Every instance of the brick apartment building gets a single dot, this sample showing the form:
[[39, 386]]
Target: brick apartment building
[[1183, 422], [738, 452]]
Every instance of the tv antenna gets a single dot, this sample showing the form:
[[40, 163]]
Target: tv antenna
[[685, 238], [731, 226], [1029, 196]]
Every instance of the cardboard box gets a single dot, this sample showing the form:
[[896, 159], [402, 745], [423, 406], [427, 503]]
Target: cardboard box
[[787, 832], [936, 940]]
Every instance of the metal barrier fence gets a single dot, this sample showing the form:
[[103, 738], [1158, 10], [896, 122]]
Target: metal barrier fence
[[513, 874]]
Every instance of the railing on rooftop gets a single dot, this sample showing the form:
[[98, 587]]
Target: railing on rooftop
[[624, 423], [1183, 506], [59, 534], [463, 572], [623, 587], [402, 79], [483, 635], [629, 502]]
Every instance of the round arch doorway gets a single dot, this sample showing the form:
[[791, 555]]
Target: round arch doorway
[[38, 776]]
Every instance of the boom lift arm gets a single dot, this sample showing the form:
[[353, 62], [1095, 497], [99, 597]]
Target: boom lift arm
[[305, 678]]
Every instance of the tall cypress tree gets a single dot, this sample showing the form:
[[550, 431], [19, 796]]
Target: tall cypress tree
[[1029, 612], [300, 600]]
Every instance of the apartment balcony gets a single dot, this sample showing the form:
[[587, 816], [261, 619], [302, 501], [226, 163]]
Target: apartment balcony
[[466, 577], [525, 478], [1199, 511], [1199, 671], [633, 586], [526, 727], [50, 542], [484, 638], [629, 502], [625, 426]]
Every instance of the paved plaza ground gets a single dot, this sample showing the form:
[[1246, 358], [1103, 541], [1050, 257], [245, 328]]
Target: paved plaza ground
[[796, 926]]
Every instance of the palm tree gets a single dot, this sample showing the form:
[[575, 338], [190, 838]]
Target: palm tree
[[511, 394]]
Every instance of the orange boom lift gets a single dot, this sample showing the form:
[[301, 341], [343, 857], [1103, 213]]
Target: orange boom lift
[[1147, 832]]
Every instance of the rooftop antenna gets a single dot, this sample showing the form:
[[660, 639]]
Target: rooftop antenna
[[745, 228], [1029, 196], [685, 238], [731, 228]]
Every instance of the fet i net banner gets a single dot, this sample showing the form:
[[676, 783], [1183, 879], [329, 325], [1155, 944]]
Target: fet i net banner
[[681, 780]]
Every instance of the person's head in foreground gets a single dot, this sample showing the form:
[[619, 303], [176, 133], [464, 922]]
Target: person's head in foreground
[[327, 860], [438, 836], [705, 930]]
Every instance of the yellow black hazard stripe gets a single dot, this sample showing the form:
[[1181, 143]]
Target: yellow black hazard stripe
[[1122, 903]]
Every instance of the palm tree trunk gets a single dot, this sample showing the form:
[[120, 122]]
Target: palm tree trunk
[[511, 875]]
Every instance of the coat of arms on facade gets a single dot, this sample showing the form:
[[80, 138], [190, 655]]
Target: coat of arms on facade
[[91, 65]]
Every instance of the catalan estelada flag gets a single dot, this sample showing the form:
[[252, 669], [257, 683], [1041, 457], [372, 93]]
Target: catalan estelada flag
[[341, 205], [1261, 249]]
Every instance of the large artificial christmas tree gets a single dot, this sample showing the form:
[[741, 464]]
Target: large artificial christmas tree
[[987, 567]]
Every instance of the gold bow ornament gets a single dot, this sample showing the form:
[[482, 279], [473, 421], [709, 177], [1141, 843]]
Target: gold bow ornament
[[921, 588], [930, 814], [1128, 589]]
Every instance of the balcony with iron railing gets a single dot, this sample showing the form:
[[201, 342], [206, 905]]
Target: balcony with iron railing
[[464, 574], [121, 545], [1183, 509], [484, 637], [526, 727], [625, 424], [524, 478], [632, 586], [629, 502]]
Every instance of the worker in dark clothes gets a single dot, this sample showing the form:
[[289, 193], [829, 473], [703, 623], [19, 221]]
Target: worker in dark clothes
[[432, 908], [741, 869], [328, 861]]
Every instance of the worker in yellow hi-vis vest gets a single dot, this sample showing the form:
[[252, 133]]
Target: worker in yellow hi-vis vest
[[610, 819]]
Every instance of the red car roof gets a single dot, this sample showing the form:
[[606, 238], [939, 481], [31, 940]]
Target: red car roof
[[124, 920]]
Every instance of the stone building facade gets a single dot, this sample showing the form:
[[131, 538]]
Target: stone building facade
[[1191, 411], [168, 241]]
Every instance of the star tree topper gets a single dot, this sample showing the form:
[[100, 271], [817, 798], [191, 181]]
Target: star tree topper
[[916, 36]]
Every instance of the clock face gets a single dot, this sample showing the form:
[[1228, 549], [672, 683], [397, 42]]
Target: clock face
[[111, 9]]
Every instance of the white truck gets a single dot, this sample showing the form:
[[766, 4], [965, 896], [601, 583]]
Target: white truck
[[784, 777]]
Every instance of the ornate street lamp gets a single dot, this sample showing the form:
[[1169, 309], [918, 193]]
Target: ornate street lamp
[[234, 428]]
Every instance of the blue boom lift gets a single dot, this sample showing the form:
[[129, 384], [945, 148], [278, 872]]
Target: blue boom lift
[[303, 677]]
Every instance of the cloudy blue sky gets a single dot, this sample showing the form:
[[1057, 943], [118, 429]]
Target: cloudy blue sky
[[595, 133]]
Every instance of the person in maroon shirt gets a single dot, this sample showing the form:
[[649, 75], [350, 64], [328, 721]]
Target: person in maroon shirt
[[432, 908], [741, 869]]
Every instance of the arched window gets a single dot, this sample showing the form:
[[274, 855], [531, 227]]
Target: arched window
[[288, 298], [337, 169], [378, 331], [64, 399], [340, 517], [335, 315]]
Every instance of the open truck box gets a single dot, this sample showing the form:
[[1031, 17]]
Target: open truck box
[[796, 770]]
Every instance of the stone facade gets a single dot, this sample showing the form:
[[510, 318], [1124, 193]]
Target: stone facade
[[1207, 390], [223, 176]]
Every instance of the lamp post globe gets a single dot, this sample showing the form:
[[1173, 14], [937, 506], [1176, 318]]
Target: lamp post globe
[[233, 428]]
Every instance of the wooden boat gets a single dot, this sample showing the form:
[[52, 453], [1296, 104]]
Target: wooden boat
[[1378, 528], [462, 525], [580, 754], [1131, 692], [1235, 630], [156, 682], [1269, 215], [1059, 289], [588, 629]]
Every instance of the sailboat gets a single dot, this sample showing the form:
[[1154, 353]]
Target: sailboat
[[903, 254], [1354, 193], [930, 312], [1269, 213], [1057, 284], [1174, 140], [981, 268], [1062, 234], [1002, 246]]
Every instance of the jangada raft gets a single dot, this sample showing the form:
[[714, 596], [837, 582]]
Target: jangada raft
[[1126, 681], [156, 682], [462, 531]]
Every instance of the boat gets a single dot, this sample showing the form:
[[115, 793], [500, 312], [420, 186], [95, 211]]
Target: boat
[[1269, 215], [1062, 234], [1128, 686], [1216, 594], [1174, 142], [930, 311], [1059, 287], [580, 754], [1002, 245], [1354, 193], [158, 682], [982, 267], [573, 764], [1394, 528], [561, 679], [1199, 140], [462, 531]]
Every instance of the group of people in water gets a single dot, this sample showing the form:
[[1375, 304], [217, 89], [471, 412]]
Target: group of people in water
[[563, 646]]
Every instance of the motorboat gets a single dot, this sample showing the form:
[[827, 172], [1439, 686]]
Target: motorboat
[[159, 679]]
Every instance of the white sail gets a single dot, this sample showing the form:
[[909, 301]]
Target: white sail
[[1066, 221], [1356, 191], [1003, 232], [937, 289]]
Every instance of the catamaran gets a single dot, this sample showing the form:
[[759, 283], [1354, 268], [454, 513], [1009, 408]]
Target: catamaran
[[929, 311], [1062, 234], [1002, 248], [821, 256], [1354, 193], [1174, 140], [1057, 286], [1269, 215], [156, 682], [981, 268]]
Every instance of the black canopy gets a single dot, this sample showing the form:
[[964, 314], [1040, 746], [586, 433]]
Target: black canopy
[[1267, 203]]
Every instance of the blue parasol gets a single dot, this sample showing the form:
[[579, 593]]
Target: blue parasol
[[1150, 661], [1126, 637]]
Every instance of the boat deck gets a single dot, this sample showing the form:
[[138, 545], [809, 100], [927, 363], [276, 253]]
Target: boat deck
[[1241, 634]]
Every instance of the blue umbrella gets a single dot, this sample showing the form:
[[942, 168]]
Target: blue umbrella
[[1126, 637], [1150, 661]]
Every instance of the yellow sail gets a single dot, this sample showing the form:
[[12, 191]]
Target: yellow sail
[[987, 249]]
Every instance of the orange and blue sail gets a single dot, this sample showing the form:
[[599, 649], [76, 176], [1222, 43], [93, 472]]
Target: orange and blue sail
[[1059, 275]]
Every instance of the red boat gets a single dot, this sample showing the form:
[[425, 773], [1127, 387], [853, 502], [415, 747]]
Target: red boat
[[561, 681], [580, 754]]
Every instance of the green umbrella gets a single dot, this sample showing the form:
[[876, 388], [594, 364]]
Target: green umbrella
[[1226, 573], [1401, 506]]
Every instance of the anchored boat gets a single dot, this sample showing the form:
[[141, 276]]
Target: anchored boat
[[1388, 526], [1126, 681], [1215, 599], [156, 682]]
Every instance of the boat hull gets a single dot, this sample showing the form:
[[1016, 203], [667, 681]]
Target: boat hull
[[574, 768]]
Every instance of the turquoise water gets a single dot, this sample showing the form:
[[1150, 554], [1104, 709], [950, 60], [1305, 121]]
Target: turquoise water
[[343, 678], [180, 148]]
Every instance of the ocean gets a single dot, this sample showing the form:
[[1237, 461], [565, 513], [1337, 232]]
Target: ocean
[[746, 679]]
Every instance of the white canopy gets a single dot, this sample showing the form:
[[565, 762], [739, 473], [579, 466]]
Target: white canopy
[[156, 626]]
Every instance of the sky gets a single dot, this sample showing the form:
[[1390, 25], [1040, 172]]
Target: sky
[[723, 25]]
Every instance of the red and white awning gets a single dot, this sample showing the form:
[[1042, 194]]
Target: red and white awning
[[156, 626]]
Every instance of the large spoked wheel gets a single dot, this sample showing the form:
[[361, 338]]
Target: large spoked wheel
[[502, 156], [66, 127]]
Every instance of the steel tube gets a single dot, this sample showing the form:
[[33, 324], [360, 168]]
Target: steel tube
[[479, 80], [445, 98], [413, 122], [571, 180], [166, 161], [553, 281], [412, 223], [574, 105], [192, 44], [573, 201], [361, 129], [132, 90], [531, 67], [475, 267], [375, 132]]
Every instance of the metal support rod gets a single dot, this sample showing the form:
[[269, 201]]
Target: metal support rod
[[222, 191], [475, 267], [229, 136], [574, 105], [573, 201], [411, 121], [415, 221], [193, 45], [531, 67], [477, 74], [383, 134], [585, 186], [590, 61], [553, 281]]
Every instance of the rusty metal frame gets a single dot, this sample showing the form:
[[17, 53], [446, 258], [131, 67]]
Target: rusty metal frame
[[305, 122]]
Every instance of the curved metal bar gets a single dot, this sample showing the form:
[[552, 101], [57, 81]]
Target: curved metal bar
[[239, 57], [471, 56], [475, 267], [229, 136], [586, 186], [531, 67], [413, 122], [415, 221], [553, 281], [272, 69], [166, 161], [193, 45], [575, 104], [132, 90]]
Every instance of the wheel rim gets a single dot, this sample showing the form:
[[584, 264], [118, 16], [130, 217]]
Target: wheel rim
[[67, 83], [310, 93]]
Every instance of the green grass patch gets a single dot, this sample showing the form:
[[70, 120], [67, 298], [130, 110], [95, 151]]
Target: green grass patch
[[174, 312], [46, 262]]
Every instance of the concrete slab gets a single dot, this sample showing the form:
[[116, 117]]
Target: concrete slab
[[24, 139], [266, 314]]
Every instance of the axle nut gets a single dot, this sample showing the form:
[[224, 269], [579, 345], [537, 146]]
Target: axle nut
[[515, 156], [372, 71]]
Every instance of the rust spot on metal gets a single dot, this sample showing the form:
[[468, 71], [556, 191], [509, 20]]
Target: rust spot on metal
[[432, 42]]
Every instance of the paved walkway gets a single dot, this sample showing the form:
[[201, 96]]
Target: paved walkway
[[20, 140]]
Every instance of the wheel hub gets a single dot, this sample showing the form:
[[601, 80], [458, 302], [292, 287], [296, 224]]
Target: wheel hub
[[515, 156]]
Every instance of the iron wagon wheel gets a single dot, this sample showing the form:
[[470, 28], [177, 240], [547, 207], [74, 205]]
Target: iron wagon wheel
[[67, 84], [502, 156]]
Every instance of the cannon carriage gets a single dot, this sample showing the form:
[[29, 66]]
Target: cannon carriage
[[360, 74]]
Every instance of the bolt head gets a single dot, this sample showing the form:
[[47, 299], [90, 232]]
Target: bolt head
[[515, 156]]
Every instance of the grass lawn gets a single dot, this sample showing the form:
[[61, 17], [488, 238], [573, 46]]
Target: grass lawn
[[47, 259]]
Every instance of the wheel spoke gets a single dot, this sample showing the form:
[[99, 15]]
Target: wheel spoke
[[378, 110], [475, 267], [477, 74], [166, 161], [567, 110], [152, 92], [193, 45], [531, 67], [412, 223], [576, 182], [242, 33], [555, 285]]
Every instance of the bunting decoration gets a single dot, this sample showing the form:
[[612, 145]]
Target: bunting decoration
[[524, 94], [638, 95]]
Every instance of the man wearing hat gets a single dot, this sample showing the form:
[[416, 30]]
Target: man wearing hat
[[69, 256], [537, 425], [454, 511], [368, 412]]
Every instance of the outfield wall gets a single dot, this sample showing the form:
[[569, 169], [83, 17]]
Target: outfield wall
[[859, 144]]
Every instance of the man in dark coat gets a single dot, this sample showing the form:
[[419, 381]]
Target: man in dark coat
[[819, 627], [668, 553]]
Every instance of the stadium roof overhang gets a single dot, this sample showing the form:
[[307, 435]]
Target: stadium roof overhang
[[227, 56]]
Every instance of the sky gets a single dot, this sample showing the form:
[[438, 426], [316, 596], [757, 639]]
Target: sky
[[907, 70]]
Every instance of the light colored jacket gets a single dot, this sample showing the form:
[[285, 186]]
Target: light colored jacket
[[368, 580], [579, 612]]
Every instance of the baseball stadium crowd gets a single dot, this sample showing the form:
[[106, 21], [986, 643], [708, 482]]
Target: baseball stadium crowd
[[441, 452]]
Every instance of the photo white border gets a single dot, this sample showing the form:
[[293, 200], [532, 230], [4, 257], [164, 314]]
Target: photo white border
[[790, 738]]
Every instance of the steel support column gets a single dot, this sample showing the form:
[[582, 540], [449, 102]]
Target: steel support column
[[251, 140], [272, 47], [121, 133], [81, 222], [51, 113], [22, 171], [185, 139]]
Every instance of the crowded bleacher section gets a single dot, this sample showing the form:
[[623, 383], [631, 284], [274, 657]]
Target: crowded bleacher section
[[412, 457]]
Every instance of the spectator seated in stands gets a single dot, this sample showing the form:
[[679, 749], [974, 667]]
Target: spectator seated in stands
________
*INSTRUCTIONS FOR THE TASK*: Transcribe, with no changes, the part of the records that opens with the line containing "Every instance of the red car" and closes with the line containing "[[916, 36]]", including both of those lines.

*RESPONSE FOR THIS EXERCISE*:
Every instance of the red car roof gets a single dot, this sample showing the form:
[[606, 238], [939, 481], [31, 940]]
Target: red car roof
[[124, 920]]
Every instance of the stone building facade gets a single dot, this sample showing the form:
[[131, 538]]
Target: stone building facade
[[1191, 411], [168, 241]]
Every instance of the star tree topper gets a single dot, this sample showing the form:
[[100, 271], [817, 798], [191, 181]]
Target: star tree topper
[[916, 36]]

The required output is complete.